Records from a dataset:
»»

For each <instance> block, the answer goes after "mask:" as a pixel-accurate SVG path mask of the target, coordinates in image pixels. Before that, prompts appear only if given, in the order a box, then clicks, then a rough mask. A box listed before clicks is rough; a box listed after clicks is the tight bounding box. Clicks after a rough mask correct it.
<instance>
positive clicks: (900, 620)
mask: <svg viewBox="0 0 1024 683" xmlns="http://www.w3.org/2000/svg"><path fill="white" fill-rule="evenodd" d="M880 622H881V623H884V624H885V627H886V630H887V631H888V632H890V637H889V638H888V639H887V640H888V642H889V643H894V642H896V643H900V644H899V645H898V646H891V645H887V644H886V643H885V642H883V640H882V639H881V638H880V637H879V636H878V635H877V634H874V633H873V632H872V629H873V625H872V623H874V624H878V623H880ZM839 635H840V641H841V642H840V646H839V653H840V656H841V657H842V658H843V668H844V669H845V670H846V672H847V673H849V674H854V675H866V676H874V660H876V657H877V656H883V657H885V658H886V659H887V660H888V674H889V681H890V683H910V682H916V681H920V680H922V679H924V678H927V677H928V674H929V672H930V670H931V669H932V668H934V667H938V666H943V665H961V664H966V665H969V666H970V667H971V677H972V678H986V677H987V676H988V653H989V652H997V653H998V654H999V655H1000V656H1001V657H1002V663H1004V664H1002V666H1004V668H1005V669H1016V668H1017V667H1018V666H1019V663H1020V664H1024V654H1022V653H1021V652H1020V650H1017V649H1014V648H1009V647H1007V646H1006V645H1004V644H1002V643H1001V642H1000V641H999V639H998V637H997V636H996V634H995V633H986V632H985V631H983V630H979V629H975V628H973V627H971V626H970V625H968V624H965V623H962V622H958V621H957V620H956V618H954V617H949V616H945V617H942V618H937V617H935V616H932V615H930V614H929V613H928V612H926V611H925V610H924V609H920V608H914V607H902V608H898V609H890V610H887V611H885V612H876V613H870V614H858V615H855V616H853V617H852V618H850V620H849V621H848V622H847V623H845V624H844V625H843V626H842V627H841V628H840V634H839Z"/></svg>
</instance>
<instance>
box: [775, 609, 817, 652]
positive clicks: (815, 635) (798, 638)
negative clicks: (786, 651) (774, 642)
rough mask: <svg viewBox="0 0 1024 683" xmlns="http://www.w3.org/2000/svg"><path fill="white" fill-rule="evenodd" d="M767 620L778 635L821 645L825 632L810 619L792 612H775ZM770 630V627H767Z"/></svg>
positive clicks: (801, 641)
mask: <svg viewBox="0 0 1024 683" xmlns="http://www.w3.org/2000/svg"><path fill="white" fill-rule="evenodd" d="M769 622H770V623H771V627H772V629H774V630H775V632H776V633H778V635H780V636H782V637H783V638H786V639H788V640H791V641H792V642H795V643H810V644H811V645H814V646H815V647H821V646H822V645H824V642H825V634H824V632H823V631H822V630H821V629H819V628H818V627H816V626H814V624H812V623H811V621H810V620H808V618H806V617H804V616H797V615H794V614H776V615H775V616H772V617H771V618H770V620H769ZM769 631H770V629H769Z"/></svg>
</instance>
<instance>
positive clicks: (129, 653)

««

TASK STATEMENT
Respond with the exact lines running from the one that contains "box: [775, 609, 817, 652]" through the last line of the data above, and no other lines.

RESPONSE TO THIS EXERCISE
box: [775, 609, 817, 652]
positive clicks: (815, 635) (798, 638)
negative clicks: (786, 651) (774, 642)
rough mask: <svg viewBox="0 0 1024 683" xmlns="http://www.w3.org/2000/svg"><path fill="white" fill-rule="evenodd" d="M767 620L778 635L821 645L825 632L810 619L792 612H775ZM770 630V627H767Z"/></svg>
positive clicks: (801, 641)
mask: <svg viewBox="0 0 1024 683" xmlns="http://www.w3.org/2000/svg"><path fill="white" fill-rule="evenodd" d="M769 622H770V623H771V627H772V629H774V630H775V632H776V633H778V635H780V636H782V637H783V638H786V639H788V640H791V641H792V642H795V643H810V644H811V645H814V646H815V647H821V646H822V645H824V642H825V634H824V632H823V631H822V630H821V629H819V628H818V627H816V626H814V624H812V623H811V621H810V620H808V618H806V617H804V616H797V615H794V614H776V615H775V616H772V617H771V618H770V620H769ZM769 631H770V629H769Z"/></svg>
</instance>
<instance>
positive clicks: (129, 653)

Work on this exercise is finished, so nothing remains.